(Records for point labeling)
* * *
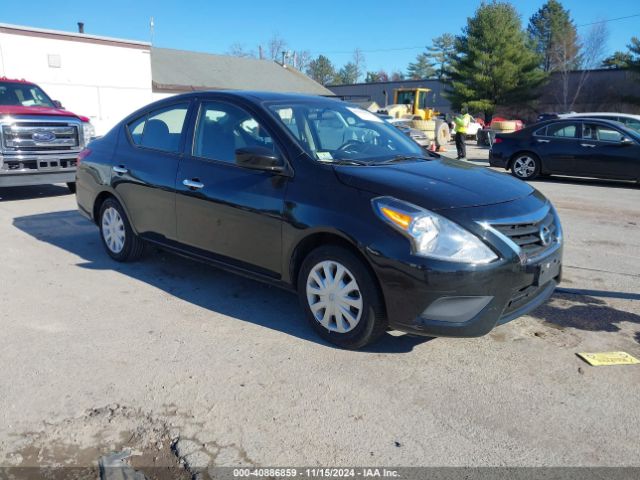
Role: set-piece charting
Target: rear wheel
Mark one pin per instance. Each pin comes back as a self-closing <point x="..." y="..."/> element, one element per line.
<point x="117" y="236"/>
<point x="525" y="166"/>
<point x="340" y="298"/>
* * *
### Prompt
Copy all the lines in the records above word for word. Leave out the pictures.

### Exercise response
Role: set-piece charting
Target: rear wheel
Mark one pin per instance. Each pin comes back as a self-closing <point x="..." y="..."/> element, one element per line.
<point x="117" y="236"/>
<point x="525" y="166"/>
<point x="340" y="298"/>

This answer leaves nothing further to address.